[Dataset records]

|---|

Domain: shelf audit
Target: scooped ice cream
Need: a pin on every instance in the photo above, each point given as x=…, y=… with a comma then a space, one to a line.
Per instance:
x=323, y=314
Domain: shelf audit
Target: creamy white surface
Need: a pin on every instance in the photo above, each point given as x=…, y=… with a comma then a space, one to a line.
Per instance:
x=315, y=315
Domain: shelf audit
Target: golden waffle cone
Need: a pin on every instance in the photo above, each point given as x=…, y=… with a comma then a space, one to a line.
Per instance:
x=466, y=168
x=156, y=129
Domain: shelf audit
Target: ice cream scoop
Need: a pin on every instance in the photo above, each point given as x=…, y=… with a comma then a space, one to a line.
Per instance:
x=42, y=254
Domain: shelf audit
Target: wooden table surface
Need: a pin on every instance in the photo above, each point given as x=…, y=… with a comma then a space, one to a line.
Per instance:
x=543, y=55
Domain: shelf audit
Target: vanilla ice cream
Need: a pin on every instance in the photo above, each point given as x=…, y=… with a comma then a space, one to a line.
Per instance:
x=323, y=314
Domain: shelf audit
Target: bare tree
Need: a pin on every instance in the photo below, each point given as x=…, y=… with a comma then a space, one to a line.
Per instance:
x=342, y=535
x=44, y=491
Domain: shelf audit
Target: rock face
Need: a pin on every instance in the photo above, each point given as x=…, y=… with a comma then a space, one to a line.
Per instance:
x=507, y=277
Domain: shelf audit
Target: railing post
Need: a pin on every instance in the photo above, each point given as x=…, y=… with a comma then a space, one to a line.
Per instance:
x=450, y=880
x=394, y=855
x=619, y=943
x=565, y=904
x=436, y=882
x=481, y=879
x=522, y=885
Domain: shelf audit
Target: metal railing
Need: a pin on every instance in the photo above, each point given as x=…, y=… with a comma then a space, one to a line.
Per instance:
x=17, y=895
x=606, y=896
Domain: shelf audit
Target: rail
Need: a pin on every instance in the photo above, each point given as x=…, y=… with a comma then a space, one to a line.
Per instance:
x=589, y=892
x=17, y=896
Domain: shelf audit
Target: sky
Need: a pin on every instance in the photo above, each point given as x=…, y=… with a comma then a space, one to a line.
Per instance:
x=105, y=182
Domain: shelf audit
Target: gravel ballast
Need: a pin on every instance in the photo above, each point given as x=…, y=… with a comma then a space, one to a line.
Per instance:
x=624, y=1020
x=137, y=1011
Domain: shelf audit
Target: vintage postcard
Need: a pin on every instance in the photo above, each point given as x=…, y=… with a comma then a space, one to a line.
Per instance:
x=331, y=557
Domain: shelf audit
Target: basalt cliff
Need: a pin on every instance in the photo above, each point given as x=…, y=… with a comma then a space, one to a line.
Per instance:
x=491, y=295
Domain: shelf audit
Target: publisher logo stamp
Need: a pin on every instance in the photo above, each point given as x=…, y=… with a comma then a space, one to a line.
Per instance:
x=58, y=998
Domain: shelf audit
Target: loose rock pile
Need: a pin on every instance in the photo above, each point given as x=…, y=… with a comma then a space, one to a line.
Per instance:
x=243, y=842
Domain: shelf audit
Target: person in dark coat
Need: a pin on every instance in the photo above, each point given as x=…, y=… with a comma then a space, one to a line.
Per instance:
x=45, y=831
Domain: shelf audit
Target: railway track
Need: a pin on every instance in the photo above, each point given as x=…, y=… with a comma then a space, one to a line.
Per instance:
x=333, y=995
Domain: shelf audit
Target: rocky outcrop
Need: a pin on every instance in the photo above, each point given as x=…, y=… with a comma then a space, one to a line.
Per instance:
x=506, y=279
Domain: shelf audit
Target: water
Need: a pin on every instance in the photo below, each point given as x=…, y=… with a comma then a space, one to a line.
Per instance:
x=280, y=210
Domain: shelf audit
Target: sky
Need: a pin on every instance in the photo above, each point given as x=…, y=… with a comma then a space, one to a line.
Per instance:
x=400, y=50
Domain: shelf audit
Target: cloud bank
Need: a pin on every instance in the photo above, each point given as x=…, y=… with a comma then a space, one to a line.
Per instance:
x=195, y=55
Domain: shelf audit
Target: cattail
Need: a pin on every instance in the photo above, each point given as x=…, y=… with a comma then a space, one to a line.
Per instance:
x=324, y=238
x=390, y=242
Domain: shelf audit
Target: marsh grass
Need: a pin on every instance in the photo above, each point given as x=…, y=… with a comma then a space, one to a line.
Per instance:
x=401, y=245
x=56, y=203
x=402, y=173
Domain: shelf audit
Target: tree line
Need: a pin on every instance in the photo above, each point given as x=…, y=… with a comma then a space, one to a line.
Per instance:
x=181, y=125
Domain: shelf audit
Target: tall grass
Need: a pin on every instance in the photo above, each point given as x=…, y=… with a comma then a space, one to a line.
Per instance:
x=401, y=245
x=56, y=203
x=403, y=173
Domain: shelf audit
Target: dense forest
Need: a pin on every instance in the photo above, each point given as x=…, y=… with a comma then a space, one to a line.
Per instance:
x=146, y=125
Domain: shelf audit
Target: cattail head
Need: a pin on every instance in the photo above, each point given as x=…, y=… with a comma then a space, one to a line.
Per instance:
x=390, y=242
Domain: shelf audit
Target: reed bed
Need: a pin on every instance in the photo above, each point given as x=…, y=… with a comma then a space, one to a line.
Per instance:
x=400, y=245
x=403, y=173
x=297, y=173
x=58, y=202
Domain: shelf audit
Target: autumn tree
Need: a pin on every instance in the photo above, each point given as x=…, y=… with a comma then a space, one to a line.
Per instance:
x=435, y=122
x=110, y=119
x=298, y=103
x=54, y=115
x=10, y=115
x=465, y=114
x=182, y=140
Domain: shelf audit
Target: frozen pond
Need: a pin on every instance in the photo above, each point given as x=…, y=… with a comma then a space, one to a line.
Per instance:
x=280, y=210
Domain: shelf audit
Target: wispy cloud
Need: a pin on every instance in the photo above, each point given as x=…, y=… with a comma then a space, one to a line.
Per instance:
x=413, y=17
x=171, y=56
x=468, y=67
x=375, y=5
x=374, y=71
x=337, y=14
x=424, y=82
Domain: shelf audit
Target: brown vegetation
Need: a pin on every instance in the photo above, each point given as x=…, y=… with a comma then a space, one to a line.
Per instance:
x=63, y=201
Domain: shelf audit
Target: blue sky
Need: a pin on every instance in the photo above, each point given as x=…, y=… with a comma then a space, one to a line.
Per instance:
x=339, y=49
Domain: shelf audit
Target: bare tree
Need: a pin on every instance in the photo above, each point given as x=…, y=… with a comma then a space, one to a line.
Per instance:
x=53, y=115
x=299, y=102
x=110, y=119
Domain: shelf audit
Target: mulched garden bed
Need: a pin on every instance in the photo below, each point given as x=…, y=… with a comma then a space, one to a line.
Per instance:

|---|

Exercise instructions = Please arrange the items from the start up to and including the line with "x=507, y=277" as a JSON list of strings, one string per line, leaving out blank lines.

Problem solution =
[
  "Domain: shelf audit",
  "Target: scooped ice cream",
  "Need: a pin on every instance in the photo above, each point given as x=…, y=… with a comma then a space, one to a line.",
  "Per instance:",
  "x=323, y=314",
  "Domain: shelf audit",
  "Target: creamy white surface",
  "Need: a pin on every instance in the photo above, each point given as x=…, y=… with a comma then a space, one to a line.",
  "Per instance:",
  "x=315, y=315",
  "Domain: shelf audit",
  "Target: golden waffle cone",
  "Need: a pin on every instance in the photo above, each point given as x=…, y=… with a comma then a space, one to a line.",
  "Per instance:",
  "x=466, y=168",
  "x=156, y=129",
  "Domain: shelf audit",
  "Target: ice cream scoop",
  "Need: a pin on every instance in the photo above, each point given as x=…, y=… with a comma then a space, one to a line.",
  "Per instance:",
  "x=42, y=254",
  "Domain: shelf audit",
  "Target: wooden table surface",
  "Need: a pin on every instance in the photo above, each point given as x=…, y=… with a comma then a space, one to a line.",
  "Per instance:",
  "x=543, y=55",
  "Domain: shelf audit",
  "Target: vanilla ice cream",
  "Need: a pin on every instance in the photo above, each point given as x=…, y=… with a comma then a space, one to a line.",
  "Per instance:",
  "x=323, y=314",
  "Domain: shelf audit",
  "Target: bare tree",
  "Need: a pin on every instance in the photo below, each point given as x=…, y=… with a comma then a space, one to a line.",
  "Per instance:",
  "x=342, y=535",
  "x=44, y=491",
  "Domain: shelf audit",
  "Target: rock face",
  "Need: a pin on every instance in the photo above, each point given as x=…, y=… with a comma then a space, one to a line.",
  "Per instance:",
  "x=507, y=277"
]